# Your goal
The entries below are to be transcribed in full, without their images.

(A run of records)

(begin)

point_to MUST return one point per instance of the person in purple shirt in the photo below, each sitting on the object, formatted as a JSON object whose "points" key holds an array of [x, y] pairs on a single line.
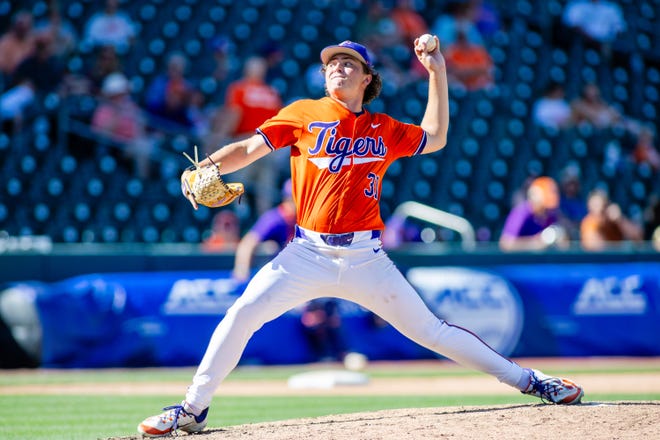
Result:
{"points": [[534, 223], [275, 226]]}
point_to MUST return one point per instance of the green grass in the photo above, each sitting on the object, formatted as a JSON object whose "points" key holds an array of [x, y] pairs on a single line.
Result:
{"points": [[74, 417], [91, 417]]}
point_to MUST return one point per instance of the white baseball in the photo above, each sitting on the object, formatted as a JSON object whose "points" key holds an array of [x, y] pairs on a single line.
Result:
{"points": [[429, 40], [355, 361]]}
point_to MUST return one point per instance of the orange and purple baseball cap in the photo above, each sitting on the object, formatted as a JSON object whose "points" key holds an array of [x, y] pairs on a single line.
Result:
{"points": [[347, 47]]}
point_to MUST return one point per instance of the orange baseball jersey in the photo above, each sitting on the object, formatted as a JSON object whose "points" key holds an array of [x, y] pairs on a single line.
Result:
{"points": [[257, 102], [338, 160]]}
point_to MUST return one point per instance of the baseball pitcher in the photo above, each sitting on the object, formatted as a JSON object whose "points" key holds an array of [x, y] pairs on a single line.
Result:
{"points": [[339, 155]]}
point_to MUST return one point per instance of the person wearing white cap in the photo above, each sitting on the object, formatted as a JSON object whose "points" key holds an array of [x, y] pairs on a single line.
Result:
{"points": [[119, 118]]}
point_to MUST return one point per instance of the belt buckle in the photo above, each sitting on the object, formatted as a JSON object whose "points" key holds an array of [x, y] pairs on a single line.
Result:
{"points": [[338, 239]]}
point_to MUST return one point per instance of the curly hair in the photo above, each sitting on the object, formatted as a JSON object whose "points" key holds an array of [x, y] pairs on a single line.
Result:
{"points": [[373, 88]]}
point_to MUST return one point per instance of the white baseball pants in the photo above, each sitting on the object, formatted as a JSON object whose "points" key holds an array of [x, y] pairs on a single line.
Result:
{"points": [[361, 272]]}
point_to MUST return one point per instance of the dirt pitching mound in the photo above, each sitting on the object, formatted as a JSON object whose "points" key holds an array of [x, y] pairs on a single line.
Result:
{"points": [[593, 420]]}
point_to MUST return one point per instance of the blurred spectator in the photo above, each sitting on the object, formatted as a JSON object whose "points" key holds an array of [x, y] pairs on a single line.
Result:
{"points": [[273, 229], [226, 63], [248, 103], [534, 223], [376, 29], [572, 204], [62, 31], [652, 221], [469, 65], [169, 94], [35, 77], [17, 43], [458, 17], [605, 224], [552, 110], [225, 232], [119, 118], [106, 61], [400, 230], [273, 53], [598, 22], [110, 27], [590, 108], [645, 151], [409, 21], [485, 17]]}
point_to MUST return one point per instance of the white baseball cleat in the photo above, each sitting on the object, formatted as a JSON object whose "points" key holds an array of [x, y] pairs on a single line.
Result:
{"points": [[174, 418], [553, 389]]}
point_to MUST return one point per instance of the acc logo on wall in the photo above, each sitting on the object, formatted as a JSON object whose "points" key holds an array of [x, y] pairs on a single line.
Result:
{"points": [[482, 302]]}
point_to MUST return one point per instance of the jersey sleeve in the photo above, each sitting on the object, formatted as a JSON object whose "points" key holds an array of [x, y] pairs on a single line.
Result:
{"points": [[285, 128], [409, 139]]}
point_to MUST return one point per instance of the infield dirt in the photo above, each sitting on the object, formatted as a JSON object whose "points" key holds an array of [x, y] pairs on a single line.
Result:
{"points": [[597, 420], [590, 420]]}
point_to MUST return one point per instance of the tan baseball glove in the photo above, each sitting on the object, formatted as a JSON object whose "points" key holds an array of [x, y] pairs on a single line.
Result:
{"points": [[207, 186]]}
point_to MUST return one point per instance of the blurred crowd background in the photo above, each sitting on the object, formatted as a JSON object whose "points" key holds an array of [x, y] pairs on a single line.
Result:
{"points": [[98, 101]]}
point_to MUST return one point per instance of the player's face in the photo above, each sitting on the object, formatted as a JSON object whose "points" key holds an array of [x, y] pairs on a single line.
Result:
{"points": [[345, 77]]}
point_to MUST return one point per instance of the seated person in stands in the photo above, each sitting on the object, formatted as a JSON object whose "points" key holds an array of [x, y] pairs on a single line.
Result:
{"points": [[552, 110], [35, 77], [605, 224], [533, 224], [469, 65], [591, 109], [120, 119]]}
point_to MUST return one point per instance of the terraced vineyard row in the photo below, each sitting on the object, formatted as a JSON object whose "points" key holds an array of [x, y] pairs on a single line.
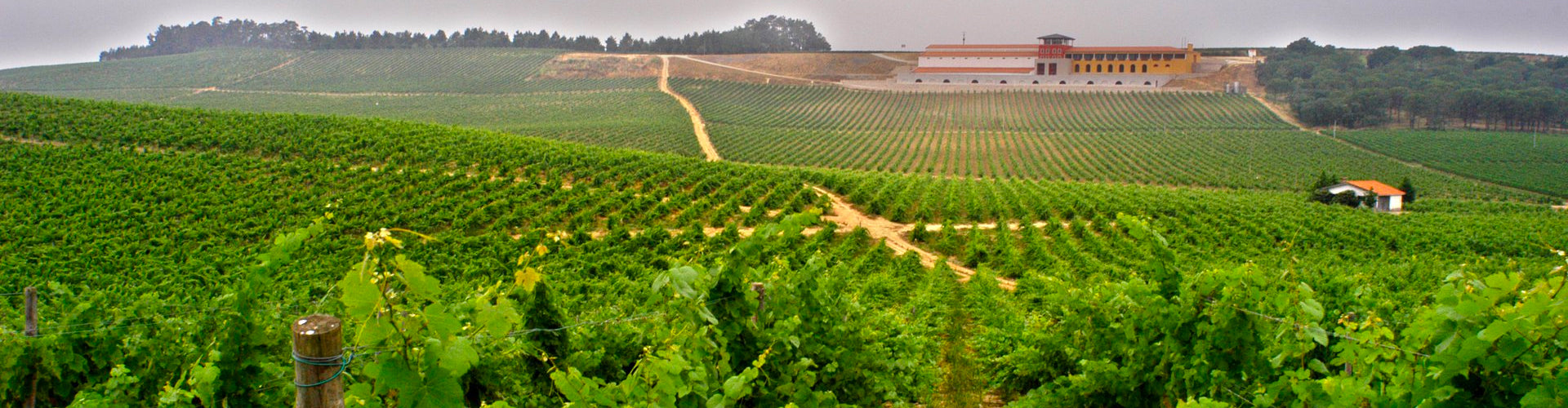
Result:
{"points": [[1525, 161], [1236, 159], [635, 118], [198, 69], [840, 109], [129, 259], [1172, 139], [149, 211]]}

(end)

# Written solution
point_to MUST return one point per instance of the person in purple shirt in the photo below, each sitting on the object, formatted as a JSON object whose "points" key holds an array of [x, y] pairs on a single line.
Result:
{"points": [[534, 223], [275, 226]]}
point_to MUST return one point per instance of the green grass in the photo above, each sitting on the object, formatted as a JSON object whose "points" key holds an array of [x, y] pairs on a single line.
Result:
{"points": [[74, 417], [91, 417]]}
point_to MUST return one point per instance of the white baseball in the photo above, each sitting on the object, formatted as a JSON object whose "points" key holds an array of [x, y] pairs on a single line.
Result:
{"points": [[429, 40], [355, 361]]}
point_to MUST return one point per instance of the orange and purple baseball cap in the photo above, each sitting on the object, formatted as a JSON object whose "points" key holds an array of [x, y] pairs on a single line.
Result:
{"points": [[347, 47]]}
point_to MUST return one point per instance of the orange baseball jersey in the photo above, each sitting on the object, formatted as a JSON object whose "points" key holds an array of [x, y] pairs on a single line.
Result:
{"points": [[257, 102], [338, 160]]}
point_to MUST return one point per instance of the baseball pitcher in the photo above, each sitting on the object, formatted as a JSON object whose "points" key holds an array of [x, y] pairs on a single line.
Result:
{"points": [[339, 155]]}
point_to MUST return one point per instance of the person wearing white cap in the photo above, each sitting on the object, formatted as a JSON object whose "points" key holds an array of [x, y] pairs on a single line.
Result:
{"points": [[119, 118]]}
point_to MUST return one point per instance of the belt buckle in the photo above, each sitting on the object, formatted as a JSON object whose "points" key holds an array of [x, y] pairs on a single line.
Result:
{"points": [[338, 239]]}
point_to MUST return one point per instance of the curly hair in the photo above, each sitting on the object, formatted as a JSON object whose "points" key holds an array of [x, y] pairs on a single line.
Result:
{"points": [[373, 88]]}
point_to MUST return one point per instance of the white baseball pants in the photo above, each sitting on the object, formatted as a JSON object whose "points" key holds an array of [x, y] pairs on a single line.
Result:
{"points": [[361, 272]]}
point_to MUST return one point per instance of the dirt pitching mound in the photo above, each sitting on the object, formatted as a JSON object whose "points" key holds an array of [x, y] pairs on a single line.
Result:
{"points": [[593, 420]]}
point_to MUST return one point per instance of the blurred spectator in the photo above, each sitting on the object, formatted as a JSON object whose "points" key holds an array of [x, y] pairs on a single line.
Result:
{"points": [[273, 229], [226, 63], [248, 103], [534, 223], [376, 29], [572, 204], [62, 31], [652, 221], [469, 65], [169, 94], [35, 77], [17, 43], [458, 17], [605, 224], [552, 110], [225, 232], [119, 118], [106, 61], [400, 230], [273, 53], [598, 22], [110, 27], [590, 108], [645, 151], [409, 21], [485, 17]]}
point_to MUST return one point per instance of the white baseball cleat in the photo above, each sitting on the object, formatted as a JSON object whose "points" key holds an array of [x, y] pairs on a single line.
Result:
{"points": [[174, 418], [553, 389]]}
point_to MUST return one point per instance of the acc logo on wall in the photo above, each sitting on the object, formatted as a JSON object whose "points" key holds an array of [x, y] pairs on a single line.
Result:
{"points": [[482, 302]]}
point_to MUST return one point per instance of the jersey sleeve in the photo above, each sitting on the object, formatted as a JSON object whose "points" key holds an array of [x, y] pairs on a single line.
Result:
{"points": [[285, 128], [409, 139]]}
point_to MUST return one point per instance of the infield dirt in the photo above, each sitting on the object, formatted as a JSON object whose "points" key holds an array of [x, y] pairs on a single line.
Result:
{"points": [[597, 420], [590, 420]]}
point_to MUST return one point per instance of the tan baseball glove in the photo above, each sitting on the object, formatted as a JSON object whose "points" key holds an array of [x, y] pairs on a single line.
Result:
{"points": [[207, 186]]}
point_to MUST return one point per instance of the blurred crowd background in the photo above, each sitting on the object, formatted as a JSON object whose "points" key holds an array of [x, y] pairs on a single line.
Result:
{"points": [[98, 101]]}
point_to MUST return one point per instance of the player's face in the photo above, each sitting on the object, formatted as a JSON object whose "points" key holds an array of [x, y] pairs on a single line.
Result:
{"points": [[345, 77]]}
point_to MUST return one point per instance of the seated person in stands in the photo above, each sitting on the object, formatted as a JSON object whose "points" key holds an array of [x, y] pairs on a single line.
Result:
{"points": [[552, 110], [35, 77], [605, 224], [533, 224], [469, 65], [591, 109], [120, 119]]}
point_to MUST return one point per instance of the terraced vineyard row in the photo below, each sitting on the object, formatted as a JSON object whose "points" key holds an array of [x, y] pairs on a single line.
Result:
{"points": [[1525, 161], [1236, 159], [635, 118], [198, 69], [840, 109], [129, 259], [1172, 139], [149, 211]]}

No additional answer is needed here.